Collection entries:
========

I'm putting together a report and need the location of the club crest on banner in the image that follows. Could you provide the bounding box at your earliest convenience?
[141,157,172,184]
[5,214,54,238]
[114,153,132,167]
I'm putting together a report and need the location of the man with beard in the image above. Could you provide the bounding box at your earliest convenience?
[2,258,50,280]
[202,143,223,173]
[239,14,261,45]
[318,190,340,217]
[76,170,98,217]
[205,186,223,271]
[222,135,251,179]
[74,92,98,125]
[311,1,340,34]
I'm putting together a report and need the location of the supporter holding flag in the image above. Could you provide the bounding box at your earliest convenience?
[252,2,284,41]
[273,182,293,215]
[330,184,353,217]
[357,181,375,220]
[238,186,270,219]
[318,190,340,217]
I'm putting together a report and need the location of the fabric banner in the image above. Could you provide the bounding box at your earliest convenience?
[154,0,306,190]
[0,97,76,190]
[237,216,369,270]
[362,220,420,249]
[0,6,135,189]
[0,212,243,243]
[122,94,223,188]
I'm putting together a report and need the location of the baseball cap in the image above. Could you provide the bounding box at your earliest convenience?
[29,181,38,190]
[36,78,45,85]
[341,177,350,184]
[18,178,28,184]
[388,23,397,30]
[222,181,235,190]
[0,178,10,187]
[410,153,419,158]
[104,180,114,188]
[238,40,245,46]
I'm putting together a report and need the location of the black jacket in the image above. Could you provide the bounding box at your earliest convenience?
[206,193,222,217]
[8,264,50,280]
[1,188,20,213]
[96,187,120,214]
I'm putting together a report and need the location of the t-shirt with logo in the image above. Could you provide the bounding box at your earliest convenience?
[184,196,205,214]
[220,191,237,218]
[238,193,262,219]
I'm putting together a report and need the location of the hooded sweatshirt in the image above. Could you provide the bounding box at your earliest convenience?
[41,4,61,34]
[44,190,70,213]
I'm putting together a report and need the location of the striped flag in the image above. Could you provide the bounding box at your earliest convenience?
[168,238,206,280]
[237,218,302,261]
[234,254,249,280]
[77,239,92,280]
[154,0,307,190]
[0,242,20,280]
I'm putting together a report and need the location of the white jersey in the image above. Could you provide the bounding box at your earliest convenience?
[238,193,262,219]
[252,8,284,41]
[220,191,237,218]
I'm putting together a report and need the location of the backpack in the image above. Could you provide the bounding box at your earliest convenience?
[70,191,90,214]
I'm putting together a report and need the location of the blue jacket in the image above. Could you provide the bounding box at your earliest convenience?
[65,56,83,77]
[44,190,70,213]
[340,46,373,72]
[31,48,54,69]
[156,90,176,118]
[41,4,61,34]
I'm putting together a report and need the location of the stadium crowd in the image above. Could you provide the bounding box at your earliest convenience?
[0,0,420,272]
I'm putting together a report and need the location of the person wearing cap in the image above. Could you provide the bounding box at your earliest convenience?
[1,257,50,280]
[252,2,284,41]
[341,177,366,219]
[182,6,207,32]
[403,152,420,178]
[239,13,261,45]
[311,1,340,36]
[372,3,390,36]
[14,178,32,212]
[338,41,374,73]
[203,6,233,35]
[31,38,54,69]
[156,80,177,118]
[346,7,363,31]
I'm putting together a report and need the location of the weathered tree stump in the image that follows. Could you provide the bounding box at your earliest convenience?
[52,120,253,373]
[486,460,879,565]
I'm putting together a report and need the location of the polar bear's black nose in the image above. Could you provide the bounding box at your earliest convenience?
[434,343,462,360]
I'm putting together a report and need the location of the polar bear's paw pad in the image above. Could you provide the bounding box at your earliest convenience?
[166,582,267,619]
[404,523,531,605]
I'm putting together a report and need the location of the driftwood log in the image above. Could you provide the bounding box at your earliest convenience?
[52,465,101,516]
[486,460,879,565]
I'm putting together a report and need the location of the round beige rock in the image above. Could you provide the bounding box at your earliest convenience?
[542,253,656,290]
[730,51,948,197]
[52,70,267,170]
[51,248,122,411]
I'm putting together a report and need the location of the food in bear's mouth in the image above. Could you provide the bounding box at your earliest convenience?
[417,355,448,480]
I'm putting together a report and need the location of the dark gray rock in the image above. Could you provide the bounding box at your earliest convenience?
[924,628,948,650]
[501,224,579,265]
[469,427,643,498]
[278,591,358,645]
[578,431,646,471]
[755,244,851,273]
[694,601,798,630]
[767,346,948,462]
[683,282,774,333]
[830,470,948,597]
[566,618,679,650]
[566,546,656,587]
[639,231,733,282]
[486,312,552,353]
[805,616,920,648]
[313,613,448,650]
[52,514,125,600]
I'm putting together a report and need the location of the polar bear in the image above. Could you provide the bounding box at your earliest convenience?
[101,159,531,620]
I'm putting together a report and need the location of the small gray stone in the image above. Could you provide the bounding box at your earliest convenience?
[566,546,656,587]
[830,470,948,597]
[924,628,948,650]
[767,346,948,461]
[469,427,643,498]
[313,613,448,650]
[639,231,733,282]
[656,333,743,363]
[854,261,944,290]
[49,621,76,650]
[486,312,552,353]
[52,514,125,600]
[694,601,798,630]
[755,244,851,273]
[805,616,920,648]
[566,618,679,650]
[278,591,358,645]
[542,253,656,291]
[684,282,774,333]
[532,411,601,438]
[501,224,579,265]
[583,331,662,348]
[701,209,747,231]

========

What the exercise asks – Reproduce the listing lines between the line containing "of the round" and the line containing "[417,355,448,480]", inclusive.

Exercise answer –
I'm putting together a report and need the location of the round beige rock in the image above. Could you provide the bounding box at your earliest convenience?
[542,253,656,290]
[730,51,948,197]
[52,70,267,170]
[51,248,122,411]
I'm putting together a report and need the location of the food in bear's mouth in the image above. Could you provide the bounding box at your earliest convenience?
[417,355,448,480]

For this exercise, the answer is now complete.